# EXERCISE OBJECTIVE
Please copy out the records below, replacing "outline_instances" with "trace_instances" everywhere it occurs and keeping every other character the same.

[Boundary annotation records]
=-=-=

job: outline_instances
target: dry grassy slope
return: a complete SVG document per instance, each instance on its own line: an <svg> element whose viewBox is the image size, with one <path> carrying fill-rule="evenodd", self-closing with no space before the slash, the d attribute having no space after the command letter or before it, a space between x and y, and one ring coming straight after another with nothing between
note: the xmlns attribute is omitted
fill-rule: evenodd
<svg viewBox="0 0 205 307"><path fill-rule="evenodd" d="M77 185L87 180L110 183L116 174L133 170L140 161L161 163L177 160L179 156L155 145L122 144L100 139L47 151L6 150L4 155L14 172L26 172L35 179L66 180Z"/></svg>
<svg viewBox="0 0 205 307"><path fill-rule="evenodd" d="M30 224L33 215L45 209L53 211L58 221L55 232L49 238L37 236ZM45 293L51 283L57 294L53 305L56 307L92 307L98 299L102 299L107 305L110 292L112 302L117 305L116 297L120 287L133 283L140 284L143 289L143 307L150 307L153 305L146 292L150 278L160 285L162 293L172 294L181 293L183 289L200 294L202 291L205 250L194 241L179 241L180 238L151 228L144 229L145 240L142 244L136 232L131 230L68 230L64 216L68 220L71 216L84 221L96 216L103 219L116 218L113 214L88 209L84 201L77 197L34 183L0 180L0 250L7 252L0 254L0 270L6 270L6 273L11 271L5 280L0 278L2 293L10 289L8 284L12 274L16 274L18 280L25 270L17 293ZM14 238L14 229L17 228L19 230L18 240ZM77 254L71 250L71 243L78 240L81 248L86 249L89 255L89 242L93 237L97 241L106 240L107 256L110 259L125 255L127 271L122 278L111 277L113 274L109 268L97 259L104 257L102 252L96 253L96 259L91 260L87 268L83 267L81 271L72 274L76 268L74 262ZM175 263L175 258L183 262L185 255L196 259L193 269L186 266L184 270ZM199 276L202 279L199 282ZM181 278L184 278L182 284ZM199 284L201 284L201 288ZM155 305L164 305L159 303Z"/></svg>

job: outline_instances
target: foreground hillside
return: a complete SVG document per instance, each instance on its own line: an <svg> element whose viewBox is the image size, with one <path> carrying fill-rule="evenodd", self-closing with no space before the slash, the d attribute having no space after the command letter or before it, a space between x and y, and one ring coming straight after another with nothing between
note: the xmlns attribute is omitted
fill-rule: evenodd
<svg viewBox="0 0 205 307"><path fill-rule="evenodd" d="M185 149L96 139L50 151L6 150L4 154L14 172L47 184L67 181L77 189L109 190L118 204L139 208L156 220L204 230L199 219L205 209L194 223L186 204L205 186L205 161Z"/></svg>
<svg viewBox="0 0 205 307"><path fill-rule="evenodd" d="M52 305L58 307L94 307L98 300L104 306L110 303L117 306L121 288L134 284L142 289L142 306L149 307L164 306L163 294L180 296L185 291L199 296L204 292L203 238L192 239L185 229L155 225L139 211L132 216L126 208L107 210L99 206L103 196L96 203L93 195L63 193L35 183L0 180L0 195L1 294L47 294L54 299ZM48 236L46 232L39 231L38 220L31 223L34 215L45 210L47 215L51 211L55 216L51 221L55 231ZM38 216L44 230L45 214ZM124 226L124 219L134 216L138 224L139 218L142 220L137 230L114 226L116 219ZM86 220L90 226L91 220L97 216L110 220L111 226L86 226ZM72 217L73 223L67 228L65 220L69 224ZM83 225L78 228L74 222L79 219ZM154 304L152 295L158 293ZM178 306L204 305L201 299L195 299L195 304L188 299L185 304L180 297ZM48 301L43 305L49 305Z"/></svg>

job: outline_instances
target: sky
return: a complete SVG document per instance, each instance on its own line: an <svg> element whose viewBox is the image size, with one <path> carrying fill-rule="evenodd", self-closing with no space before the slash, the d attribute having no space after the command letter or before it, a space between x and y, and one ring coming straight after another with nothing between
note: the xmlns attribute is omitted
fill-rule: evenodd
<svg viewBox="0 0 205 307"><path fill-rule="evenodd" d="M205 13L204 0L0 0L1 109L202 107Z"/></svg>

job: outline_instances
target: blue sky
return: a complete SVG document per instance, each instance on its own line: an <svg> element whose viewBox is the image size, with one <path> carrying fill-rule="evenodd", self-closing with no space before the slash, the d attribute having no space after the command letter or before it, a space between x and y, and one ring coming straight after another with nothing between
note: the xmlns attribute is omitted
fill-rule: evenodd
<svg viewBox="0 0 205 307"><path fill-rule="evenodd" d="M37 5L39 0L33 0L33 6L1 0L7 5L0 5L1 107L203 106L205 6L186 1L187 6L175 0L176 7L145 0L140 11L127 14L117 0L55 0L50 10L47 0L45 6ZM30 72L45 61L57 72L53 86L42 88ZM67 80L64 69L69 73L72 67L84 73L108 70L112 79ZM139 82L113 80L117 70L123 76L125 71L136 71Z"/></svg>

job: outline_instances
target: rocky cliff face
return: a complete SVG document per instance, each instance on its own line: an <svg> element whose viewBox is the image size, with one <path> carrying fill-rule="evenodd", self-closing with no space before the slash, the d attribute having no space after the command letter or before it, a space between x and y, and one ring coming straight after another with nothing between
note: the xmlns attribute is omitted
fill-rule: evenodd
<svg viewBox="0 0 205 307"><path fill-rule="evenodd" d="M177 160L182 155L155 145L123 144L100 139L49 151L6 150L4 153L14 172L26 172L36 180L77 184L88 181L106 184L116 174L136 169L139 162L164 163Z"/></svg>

=-=-=

# SOLUTION BELOW
job: trace_instances
target: dry grassy slope
return: a complete SVG document per instance, each instance on its own line: an <svg> element whose viewBox is the image size, with one <path> carrying fill-rule="evenodd", self-closing with no space before the slash, the d attribute having no space after the command letter or before it, a space between x and y, and one ring coming straight after another with nothing between
note: the xmlns attribute is omitted
fill-rule: evenodd
<svg viewBox="0 0 205 307"><path fill-rule="evenodd" d="M77 185L87 180L110 183L116 174L133 170L140 161L161 163L177 160L179 156L155 145L122 144L100 139L47 151L6 150L4 155L14 172L26 172L35 179L66 180Z"/></svg>
<svg viewBox="0 0 205 307"><path fill-rule="evenodd" d="M30 224L33 215L45 209L53 211L58 221L55 232L49 238L37 236ZM45 293L51 283L57 294L53 305L56 307L92 307L98 299L102 299L107 305L110 292L112 302L117 305L116 297L120 287L133 283L140 284L143 289L143 307L150 307L153 305L146 292L150 278L160 285L162 293L172 294L181 293L183 289L200 294L202 291L205 250L194 241L179 241L180 238L151 228L144 229L145 240L142 244L136 232L131 230L68 230L64 216L68 220L71 216L84 221L96 216L103 219L116 218L113 214L88 209L84 201L77 197L34 183L0 180L0 250L7 252L0 254L0 270L6 270L6 273L11 271L5 280L0 278L2 293L10 289L8 284L12 274L16 274L18 280L25 270L17 293ZM14 238L14 229L17 228L19 230L18 240ZM77 254L71 250L71 243L78 240L81 248L86 249L89 255L89 242L93 237L97 241L106 240L107 256L110 259L125 255L127 271L122 278L111 277L113 274L109 268L97 259L104 257L102 252L96 253L96 259L91 260L87 268L83 267L81 271L72 274L76 268L74 262ZM175 263L175 258L183 262L185 255L196 259L193 269L186 266L184 270ZM199 276L202 279L199 282ZM181 278L184 278L182 284ZM199 284L201 284L201 288ZM155 305L164 305L159 303Z"/></svg>

job: trace_instances
target: foreground hillside
return: a complete SVG document per instance, each instance on its own line: an <svg> element whose viewBox is the image size, with one <path> carrying fill-rule="evenodd", self-closing with no space before the slash, the d attribute having no space after the command letter or before it, a space between x and y, and one ring coming straight after another with nothing between
note: the xmlns attribute is omitted
fill-rule: evenodd
<svg viewBox="0 0 205 307"><path fill-rule="evenodd" d="M185 149L96 139L50 151L6 150L4 154L14 172L47 184L67 181L77 189L109 190L118 204L139 208L156 220L204 230L199 219L205 209L194 223L186 204L205 186L205 161Z"/></svg>
<svg viewBox="0 0 205 307"><path fill-rule="evenodd" d="M52 305L58 307L94 307L98 300L104 306L110 303L117 306L121 288L134 284L142 289L142 306L149 307L164 306L163 294L180 296L185 291L199 296L204 292L203 238L192 239L185 229L155 225L139 211L132 216L126 208L107 210L99 206L103 196L96 203L93 195L63 193L35 183L0 180L0 195L1 294L47 294L54 299ZM48 236L46 232L39 231L38 220L31 223L34 215L45 210L47 215L51 211L55 216L51 221L55 231ZM38 216L44 230L45 214ZM124 226L124 219L134 216L138 224L139 218L142 220L137 230L114 226L116 219ZM86 220L90 226L91 220L97 216L110 220L111 226L86 226ZM72 217L73 223L67 228L65 220L69 224ZM83 225L78 228L74 222L79 219ZM154 304L152 295L158 293ZM178 306L204 305L201 299L195 299L195 304L188 299L185 304L180 297ZM48 301L43 305L49 305Z"/></svg>

job: trace_instances
target: sky
return: a complete SVG document per instance, each instance on its own line: an <svg> element whose viewBox is the image size, with one <path> carrying fill-rule="evenodd", self-closing with no space before the slash, the d attribute having no space after the command letter or before it, a space between x and y, and one ring coming straight after another with nothing between
note: the xmlns attribute is omitted
fill-rule: evenodd
<svg viewBox="0 0 205 307"><path fill-rule="evenodd" d="M205 13L204 0L0 0L1 109L202 107Z"/></svg>

job: trace_instances
target: blue sky
return: a complete SVG document per instance, each instance on its own line: an <svg> element whose viewBox is the image size, with one <path> carrying fill-rule="evenodd", self-closing with no space before the slash, the d attribute having no space after the command letter or before it, a space between x and y, and one ring coming straight after another with nothing between
note: the xmlns attribute is omitted
fill-rule: evenodd
<svg viewBox="0 0 205 307"><path fill-rule="evenodd" d="M37 5L39 0L33 0L33 6L1 0L7 5L0 5L1 107L203 106L205 6L186 1L187 6L175 0L176 7L145 0L140 11L127 14L117 0L55 0L50 10L47 0L45 6ZM30 72L45 61L57 72L53 86L42 88ZM67 80L64 69L69 73L72 67L84 73L108 70L112 79ZM139 82L113 80L117 70L123 76L125 71L136 71Z"/></svg>

job: trace_instances
target: rocky cliff face
return: a complete SVG document per instance, each instance on its own line: an <svg> element whose viewBox is the image size, with one <path> carrying fill-rule="evenodd", self-closing with no space before the slash, the d attribute having no space after the command letter or before it, a space between x and y, and one ring coming straight after another with nothing between
note: the xmlns attribute is omitted
fill-rule: evenodd
<svg viewBox="0 0 205 307"><path fill-rule="evenodd" d="M177 160L182 155L155 145L123 144L100 139L49 151L6 150L4 153L14 172L26 172L36 180L77 184L88 181L106 184L116 174L136 169L139 162L164 163Z"/></svg>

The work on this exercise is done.